● TEXT EXCERPT
Aristotle's legacy had a profound influence on Islamic thought and philosophy during the Middle Ages. Muslim thinkers such as Avicenna, Al-Farabi, and Yaqub ibn Ishaq al-Kindi[1] were some of the major proponents of the Aristotelian school of thought during the Golden Age of Islam.

Methodology

Aristotle defined his philosophy as "the science of the universal essence of that which is actual", in contrast to Plato's definition of it as the 'science of the idea', the unconditional basis of phenomena. Both regarded philosophy as concerned with the universal, but Aristotle found the universal in particular things, and called it the essence of things, while Plato held that the universal exists apart from particular things, and is related to them as their prototype or exemplar. For Aristotle, philosophical method implies the ascent from the study of particular phenomena to the knowledge of essences, while for Plato it means the descent from a knowledge of universal ideas to a contemplation of particular imitations of those ideas. In a sense, Aristotle's method is both inductive and deductive, while Plato's is deductive from a priori principles.

For Aristotle, "natural philosophy" corresponded to the phenomena of the natural world, including motion, light, and the laws of physics. Many centuries later, these subjects would become the basis of modern science, and the term "philosophy" has come to be narrowly understood as metaphysics, distinct from empirical study of the natural world. However, for Aristotle, philosophy encompassed all facets of intellectual inquiry, and he made philosophy coextensive with reasoning, which he also called 'science'. His use of the term "science" has a different meaning to that which is covered by the scientific method: "All science (dianoia) is either practical, poetical or theoretical". By "practical" science, he meant ethics and politics; by "poetical", he means the study of poetry and the other fine arts; while by 'theoretical philosophy' he meant physics, mathematics, and metaphysics, defined as "the knowledge of immaterial being", the "theological science", or of "being in the highest degree of abstraction". If logic, or, as Aristotle calls it, analytic, is regarded as a study preliminary to philosophy, we have as divisions of Aristotelian philosophy:

  1. Logic
  2. Theoretical philosophy, including metaphysics, physics, mathematics
  3. Practical philosophy
  4. Poetical philosophy

Aristotle's epistemology

Logic

Aristotle's conception of logic was the dominant form of logic until the advances in mathematical logic in the 19th century. Kant himself thought that Aristotle had done everything possible in terms of logic.

Source data
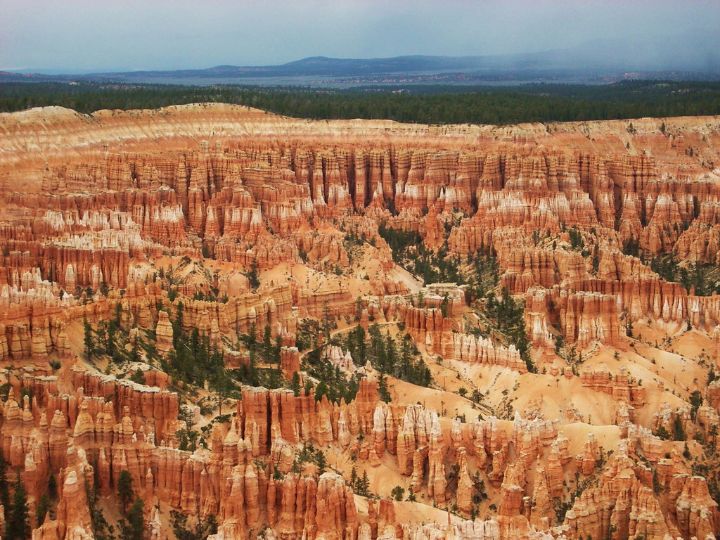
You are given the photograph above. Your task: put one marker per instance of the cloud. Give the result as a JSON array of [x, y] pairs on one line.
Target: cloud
[[168, 34]]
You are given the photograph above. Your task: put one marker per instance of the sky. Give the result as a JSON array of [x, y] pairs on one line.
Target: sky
[[120, 35]]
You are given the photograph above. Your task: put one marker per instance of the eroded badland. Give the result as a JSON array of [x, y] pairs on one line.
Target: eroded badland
[[360, 329]]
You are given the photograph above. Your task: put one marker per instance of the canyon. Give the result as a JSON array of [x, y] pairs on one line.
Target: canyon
[[360, 329]]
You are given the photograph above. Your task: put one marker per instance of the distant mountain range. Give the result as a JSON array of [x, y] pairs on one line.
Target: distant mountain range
[[688, 57]]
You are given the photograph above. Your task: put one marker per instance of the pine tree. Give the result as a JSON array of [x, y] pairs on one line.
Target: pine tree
[[383, 390], [42, 509], [4, 488], [18, 522], [133, 527], [295, 384], [125, 490], [88, 341]]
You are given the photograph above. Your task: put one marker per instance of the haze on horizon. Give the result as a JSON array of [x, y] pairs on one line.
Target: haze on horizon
[[78, 36]]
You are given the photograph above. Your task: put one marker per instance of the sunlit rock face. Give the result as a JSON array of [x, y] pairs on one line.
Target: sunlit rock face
[[139, 248]]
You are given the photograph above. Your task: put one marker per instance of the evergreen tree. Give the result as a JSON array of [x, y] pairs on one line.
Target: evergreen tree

● TASKS TO PERFORM
- 1) From the passage on Aristotle's philosophy, extract the text starting with "Aristotle's legacy had" and going on through "Age of Islam.".
- 2) Answer these questions using the passage on Aristotle's philosophy:
(a) Which three Muslim thinkers does it name as major proponents of the Aristotelian school?
(b) What did Aristotle mean by "practical" science?
(c) Until what development did Aristotle's conception of logic remain the dominant form of logic?

● ANSWERS
- 1)
Aristotle's legacy had a profound influence on Islamic thought and philosophy during the Middle Ages. Muslim thinkers such as Avicenna, Al-Farabi, and Yaqub ibn Ishaq al-Kindi[1] were some of the major proponents of the Aristotelian school of thought during the Golden Age of Islam.

- 2)
(a) Avicenna, Al-Farabi, and Yaqub ibn Ishaq al-Kindi
(b) Ethics and politics
(c) The advances in mathematical logic in the 19th century